■ **Extracted information**
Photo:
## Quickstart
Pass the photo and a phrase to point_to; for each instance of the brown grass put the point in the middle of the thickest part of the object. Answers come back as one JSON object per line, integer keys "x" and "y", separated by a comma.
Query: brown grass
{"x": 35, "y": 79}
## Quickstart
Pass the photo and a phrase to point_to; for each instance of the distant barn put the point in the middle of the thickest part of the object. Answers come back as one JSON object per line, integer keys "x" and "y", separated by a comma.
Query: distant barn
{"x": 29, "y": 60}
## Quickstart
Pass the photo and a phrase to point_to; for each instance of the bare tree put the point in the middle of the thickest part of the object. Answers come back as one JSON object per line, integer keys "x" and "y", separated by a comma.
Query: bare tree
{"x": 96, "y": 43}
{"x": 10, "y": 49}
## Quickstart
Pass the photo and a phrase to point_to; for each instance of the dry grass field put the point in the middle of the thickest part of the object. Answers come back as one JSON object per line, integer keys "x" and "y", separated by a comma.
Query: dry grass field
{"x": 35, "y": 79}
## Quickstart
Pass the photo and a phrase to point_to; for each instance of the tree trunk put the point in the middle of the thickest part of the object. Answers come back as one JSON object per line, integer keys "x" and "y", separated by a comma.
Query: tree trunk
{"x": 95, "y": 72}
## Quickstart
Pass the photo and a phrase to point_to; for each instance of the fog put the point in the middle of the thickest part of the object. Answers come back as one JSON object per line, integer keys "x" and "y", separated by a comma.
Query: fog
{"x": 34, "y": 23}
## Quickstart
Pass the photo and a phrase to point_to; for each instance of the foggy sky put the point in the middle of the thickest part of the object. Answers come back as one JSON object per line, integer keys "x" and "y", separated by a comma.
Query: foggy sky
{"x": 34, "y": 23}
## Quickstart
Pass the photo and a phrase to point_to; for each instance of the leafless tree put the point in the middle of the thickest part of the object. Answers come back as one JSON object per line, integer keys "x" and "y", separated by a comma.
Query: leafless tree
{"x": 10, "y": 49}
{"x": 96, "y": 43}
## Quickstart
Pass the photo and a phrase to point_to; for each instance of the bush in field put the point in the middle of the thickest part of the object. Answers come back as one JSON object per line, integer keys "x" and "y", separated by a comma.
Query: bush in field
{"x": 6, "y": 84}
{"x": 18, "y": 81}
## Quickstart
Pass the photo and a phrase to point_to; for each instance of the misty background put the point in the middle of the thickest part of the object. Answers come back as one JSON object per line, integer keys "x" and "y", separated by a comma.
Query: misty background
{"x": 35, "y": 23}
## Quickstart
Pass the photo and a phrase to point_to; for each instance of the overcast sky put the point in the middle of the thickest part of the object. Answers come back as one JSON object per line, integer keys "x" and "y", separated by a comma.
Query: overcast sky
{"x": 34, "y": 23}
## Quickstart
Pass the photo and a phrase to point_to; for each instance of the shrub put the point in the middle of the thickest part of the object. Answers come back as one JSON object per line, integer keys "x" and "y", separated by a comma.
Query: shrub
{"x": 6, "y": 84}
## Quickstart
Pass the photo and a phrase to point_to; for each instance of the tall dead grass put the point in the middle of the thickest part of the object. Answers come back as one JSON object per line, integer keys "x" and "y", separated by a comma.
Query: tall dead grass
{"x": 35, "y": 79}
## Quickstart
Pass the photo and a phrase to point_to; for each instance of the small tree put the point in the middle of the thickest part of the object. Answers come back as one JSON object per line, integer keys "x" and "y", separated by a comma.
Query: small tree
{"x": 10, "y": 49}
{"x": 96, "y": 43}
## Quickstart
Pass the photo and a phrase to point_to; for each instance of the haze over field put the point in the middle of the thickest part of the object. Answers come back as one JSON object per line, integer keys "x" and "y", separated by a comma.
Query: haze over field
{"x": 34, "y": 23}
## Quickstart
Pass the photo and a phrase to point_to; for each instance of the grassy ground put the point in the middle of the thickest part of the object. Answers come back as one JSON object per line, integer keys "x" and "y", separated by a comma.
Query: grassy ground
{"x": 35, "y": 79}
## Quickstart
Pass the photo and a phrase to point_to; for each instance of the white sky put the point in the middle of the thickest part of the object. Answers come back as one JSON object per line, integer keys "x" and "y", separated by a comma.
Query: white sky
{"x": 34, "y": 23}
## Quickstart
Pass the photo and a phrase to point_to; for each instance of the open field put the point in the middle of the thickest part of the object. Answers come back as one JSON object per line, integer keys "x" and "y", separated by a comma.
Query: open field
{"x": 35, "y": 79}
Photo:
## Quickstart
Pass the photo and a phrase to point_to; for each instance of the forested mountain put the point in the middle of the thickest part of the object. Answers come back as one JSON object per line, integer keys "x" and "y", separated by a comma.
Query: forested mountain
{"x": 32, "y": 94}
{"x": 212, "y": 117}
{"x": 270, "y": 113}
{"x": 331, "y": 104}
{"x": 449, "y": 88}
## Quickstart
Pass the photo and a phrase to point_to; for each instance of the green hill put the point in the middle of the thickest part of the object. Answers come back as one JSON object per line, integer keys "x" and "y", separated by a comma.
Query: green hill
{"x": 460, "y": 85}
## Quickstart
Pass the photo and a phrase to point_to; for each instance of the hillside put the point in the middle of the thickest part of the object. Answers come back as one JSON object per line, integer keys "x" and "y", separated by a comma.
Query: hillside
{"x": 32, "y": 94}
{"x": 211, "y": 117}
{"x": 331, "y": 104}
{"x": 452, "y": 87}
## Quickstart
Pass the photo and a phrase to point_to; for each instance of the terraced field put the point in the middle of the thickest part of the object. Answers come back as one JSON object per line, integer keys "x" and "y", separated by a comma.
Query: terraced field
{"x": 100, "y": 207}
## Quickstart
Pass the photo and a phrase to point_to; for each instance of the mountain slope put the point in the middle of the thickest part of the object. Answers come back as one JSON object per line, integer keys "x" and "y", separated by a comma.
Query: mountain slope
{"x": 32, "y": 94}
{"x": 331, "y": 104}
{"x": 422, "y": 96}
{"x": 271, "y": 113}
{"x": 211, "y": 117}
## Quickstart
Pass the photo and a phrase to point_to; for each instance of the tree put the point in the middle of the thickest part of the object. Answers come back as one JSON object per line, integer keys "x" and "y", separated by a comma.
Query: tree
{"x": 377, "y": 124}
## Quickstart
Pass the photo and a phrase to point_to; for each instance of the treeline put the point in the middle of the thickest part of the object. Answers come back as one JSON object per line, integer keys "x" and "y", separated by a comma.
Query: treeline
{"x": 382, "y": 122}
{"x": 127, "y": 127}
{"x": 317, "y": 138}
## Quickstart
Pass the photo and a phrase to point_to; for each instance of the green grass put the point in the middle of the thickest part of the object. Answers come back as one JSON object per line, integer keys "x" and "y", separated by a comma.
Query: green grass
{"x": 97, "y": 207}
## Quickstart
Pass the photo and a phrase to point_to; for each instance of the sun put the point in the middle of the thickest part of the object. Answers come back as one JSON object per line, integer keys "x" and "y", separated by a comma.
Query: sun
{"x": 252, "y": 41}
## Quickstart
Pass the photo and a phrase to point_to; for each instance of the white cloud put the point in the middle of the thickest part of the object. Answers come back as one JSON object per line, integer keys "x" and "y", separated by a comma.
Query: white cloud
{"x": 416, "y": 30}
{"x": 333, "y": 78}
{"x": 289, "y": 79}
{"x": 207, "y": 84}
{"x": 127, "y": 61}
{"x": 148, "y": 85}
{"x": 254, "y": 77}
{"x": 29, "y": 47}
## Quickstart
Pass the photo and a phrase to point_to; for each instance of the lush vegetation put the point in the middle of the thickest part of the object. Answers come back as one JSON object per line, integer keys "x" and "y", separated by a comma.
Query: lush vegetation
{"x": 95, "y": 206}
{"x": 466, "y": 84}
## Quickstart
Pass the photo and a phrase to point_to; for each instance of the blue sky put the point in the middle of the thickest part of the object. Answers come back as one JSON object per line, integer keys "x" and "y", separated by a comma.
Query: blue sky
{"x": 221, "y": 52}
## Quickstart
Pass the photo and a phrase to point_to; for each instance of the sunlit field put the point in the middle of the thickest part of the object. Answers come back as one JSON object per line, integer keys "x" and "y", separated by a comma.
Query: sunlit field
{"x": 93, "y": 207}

■ **Exercise brief**
Filter the rows above, keeping every line that contains the string "white". Matching is case-sensitive.

■ **Answer to the problem**
Pass the photo and a phrase to point_to; for each instance of the white sky put the point in the middle of the thickest part of the object. Answers come back as one JSON object per line, integer keys "x" and "y", separated by a comma.
Query: white sky
Pass the photo and a phrase to point_to; for each instance of the white cloud put the point in the middle of the thickest part of the object. Answers come back as one JSON object per line, integer keys "x" and "y", separated by a comma.
Query: white cloud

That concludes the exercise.